# WHAT IS NEEDED:
Each entry below is to be copied out exactly and in full.

# RECORDS SUPPLIED:
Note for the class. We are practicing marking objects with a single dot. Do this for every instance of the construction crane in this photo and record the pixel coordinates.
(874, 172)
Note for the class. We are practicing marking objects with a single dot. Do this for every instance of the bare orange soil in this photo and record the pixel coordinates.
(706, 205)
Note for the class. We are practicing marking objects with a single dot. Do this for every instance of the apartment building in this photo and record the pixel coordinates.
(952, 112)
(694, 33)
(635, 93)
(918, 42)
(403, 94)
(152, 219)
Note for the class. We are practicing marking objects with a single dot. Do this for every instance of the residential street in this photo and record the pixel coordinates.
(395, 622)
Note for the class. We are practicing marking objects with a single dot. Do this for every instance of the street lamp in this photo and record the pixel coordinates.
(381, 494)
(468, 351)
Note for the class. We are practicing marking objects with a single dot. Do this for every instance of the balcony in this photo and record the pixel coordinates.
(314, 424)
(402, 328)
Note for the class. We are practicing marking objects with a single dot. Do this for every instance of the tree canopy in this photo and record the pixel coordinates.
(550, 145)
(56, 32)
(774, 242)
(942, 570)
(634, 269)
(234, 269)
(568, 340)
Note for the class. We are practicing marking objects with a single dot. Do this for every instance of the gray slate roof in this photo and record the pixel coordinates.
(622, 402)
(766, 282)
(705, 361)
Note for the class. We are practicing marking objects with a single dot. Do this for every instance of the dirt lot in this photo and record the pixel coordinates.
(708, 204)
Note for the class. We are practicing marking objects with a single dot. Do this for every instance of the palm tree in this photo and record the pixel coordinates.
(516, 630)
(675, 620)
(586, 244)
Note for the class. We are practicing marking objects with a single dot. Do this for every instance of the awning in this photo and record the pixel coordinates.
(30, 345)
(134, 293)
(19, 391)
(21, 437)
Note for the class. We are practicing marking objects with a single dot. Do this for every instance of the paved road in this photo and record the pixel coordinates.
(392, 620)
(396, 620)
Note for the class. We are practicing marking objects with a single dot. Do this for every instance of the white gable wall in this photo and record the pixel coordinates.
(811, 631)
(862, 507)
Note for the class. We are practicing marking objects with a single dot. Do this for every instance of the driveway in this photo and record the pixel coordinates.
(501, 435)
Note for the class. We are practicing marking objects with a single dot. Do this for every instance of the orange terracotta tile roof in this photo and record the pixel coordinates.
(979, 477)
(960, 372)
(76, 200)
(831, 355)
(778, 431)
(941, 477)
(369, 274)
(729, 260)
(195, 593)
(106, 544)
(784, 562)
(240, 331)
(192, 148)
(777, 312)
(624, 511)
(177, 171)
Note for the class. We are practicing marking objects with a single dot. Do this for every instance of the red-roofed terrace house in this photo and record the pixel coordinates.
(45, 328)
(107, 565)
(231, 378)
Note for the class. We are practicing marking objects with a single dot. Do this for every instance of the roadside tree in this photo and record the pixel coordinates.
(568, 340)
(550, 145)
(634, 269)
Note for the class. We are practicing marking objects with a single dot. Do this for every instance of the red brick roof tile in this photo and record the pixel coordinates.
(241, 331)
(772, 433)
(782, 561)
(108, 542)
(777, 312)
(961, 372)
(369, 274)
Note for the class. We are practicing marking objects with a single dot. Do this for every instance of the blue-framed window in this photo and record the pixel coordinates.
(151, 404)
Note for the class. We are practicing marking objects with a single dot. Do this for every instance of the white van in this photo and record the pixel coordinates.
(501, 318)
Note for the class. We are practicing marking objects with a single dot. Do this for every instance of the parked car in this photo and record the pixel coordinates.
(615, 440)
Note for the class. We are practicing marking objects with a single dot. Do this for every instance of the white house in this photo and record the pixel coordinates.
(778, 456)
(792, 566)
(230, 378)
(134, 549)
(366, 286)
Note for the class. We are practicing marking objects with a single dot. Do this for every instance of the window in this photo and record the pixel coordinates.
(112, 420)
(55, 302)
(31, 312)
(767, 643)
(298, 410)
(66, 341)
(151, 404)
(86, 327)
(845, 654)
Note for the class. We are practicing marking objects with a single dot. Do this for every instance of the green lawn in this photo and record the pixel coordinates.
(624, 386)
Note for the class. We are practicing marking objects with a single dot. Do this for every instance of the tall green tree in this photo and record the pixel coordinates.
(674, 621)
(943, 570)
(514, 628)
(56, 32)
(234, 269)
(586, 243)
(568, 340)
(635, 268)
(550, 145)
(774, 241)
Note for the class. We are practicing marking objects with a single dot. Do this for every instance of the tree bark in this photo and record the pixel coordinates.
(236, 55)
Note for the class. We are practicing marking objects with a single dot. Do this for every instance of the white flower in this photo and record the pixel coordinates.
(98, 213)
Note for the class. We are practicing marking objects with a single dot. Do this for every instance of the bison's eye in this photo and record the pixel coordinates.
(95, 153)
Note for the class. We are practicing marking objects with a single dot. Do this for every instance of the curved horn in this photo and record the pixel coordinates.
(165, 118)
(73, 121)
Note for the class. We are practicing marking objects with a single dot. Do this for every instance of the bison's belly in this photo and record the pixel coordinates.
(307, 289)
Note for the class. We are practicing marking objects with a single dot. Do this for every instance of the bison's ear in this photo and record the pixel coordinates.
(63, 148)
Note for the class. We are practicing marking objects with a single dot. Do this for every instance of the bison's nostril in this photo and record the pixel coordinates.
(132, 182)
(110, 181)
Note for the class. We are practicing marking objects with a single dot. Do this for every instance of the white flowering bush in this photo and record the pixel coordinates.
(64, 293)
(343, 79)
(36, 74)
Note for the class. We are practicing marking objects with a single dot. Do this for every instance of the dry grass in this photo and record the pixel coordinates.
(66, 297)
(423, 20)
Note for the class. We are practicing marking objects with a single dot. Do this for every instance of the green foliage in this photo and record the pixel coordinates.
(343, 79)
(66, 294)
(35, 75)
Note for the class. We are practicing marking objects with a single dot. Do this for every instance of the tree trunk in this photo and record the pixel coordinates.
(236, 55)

# RESPONSE:
Note for the class. We are practicing marking objects with a single dot. Do this for every instance of the construction crane in this photo and record the pixel coordinates.
(874, 172)
Note for the class. We are practicing marking objects with a single dot. Do this for every instance of the bare orange soil in this photo and record the pixel coordinates.
(706, 205)
Note for the class. We are practicing marking objects with a single dot. Do this for every instance of the apartment building in this photo and record the pixel coordinates.
(952, 112)
(694, 33)
(635, 93)
(918, 42)
(403, 94)
(152, 219)
Note for the class. We are practicing marking objects with a single dot. Do this for every instance of the residential street in this photo and record the pixel coordinates.
(395, 622)
Note for the class. We are practicing marking objects with a single dot. Do this for every instance of the street lamp in this photo and record the pixel coordinates.
(381, 494)
(468, 351)
Note for the class. We are practicing marking objects with a single dot. Do this for every instance of the balcony in this photo and record the pixel coordinates.
(314, 424)
(402, 328)
Note for the class. We are practicing marking objects with a single dot. Do this for every instance of the tree canopy in this photo and record the pixel coordinates.
(550, 145)
(56, 32)
(774, 242)
(942, 570)
(634, 269)
(234, 269)
(568, 340)
Note for the class. We are practicing marking objects with a single dot. Do this for every instance of the gray slate roof in this photo and record the pixel coordinates.
(622, 402)
(766, 282)
(705, 361)
Note for the class. We are practicing marking objects with a single dot. Do this for every instance of the dirt lot in this photo and record the pixel coordinates.
(708, 204)
Note for the class. We are practicing marking objects with a single dot. Do this for every instance of the palm tree in this photo and record the pixel coordinates.
(516, 630)
(675, 620)
(586, 244)
Note for the class. We are practicing marking objects with a single dot. Do this for every instance of the awning in this photo and record the pixel coordinates.
(30, 345)
(134, 293)
(19, 391)
(21, 437)
Note for the class. We are practicing marking objects with a single dot. Do this for every instance of the paved road in this photo and record the pixel coordinates.
(392, 620)
(396, 620)
Note for the class. We are practicing marking objects with a single dot. Do this for every instance of the white gable wall in this photo and record the pixel coordinates.
(811, 631)
(862, 507)
Note for the class. We are practicing marking objects with a single dot. Do this for every instance of the driveway in this photo and record the pixel coordinates.
(501, 435)
Note for the class. We are practicing marking objects with a single dot. Do this for every instance of the orange terracotta tile roof in this photo and record the pixel coordinates.
(979, 477)
(960, 372)
(76, 200)
(831, 355)
(778, 431)
(941, 477)
(369, 274)
(729, 260)
(195, 593)
(106, 544)
(784, 562)
(240, 331)
(192, 148)
(777, 312)
(624, 511)
(177, 171)
Note for the class. We are practicing marking objects with a single dot. Do this for every instance of the red-roofed terrace house in this photo and record the pixel coordinates.
(45, 328)
(107, 565)
(231, 378)
Note for the class. We are practicing marking objects with a single dot. Do this for every instance of the roadside tree in this photo and record the pixel coordinates.
(568, 340)
(550, 145)
(634, 269)
Note for the class. We are practicing marking objects with a single dot. Do this for every instance of the red brick roof tile in this photo and record the pixel coordinates.
(241, 331)
(772, 433)
(782, 561)
(108, 542)
(777, 312)
(961, 372)
(369, 274)
Note for the class. We are practicing marking objects with a single dot. Do this for every instance of the blue-framed window in this photo and record the pixel coordinates.
(151, 404)
Note for the class. We are practicing marking objects with a single dot. Do this for every instance of the white van in this photo and record the pixel coordinates.
(501, 318)
Note for the class. We are practicing marking objects with a single dot. Do this for every instance of the parked car in this photo and record the pixel coordinates.
(615, 440)
Note for the class. We are practicing marking objects with a single dot. Do this for every instance of the white house in this photo and record the pixel coordinates.
(778, 456)
(792, 566)
(230, 378)
(134, 549)
(366, 286)
Note for the class. We are practicing marking objects with a single dot. Do this for every instance of the window in this photo and record the pixel coordinates.
(112, 420)
(55, 302)
(31, 312)
(767, 643)
(298, 410)
(66, 341)
(151, 404)
(86, 327)
(845, 654)
Note for the class. We are practicing marking objects with a single dot. Do this for every instance of the green lawn in this photo and record the pixel coordinates.
(624, 386)
Note for the class. We are practicing marking objects with a single dot. Do this for every instance of the tall green tree in this photo and record the pixel coordinates.
(674, 621)
(943, 570)
(514, 628)
(56, 32)
(234, 269)
(586, 243)
(568, 340)
(635, 268)
(550, 145)
(774, 241)
Note for the class. We are practicing marking objects with a single dot. Do this for every instance of the tree bark in this photo and record the pixel coordinates.
(236, 55)
Note for the class. We are practicing marking objects with a single dot. Do this for every instance of the white flower in this photo and record the pixel coordinates.
(98, 213)
Note for the class. We are practicing marking objects with a single dot. Do this for every instance of the bison's eye in this photo and record the pixel coordinates.
(95, 153)
Note for the class. We are practicing marking objects with a single dot. Do this for every instance of the curved horn in this photo and record the pixel coordinates.
(165, 118)
(73, 121)
Note for the class. We are practicing marking objects with a single dot. Do this for every instance of the bison's belly in this photo and record the pixel coordinates.
(307, 289)
Note for the class. We are practicing marking objects with a single dot. Do this for every instance of the bison's ear in this photo and record the pixel coordinates.
(63, 148)
Note for the class. We are practicing marking objects with a single dot. Do this for every instance of the bison's nostril in this photo and record the pixel coordinates.
(132, 182)
(110, 181)
Note for the class. We are practicing marking objects with a single dot. Do this for every instance of the white flowering bush in this photo and record the pixel coordinates.
(64, 293)
(343, 79)
(36, 74)
Note for the class. We are practicing marking objects with a single dot. Do this for every instance of the dry grass in this photo and record the pixel coordinates.
(66, 297)
(423, 20)
Note for the class. We are practicing marking objects with a single dot. Do this for every instance of the green foliage in this photo and record the pixel coordinates.
(343, 79)
(66, 294)
(35, 75)
Note for the class. We are practicing marking objects with a single dot. Do this for every instance of the tree trunk in this photo and record the pixel coordinates.
(236, 55)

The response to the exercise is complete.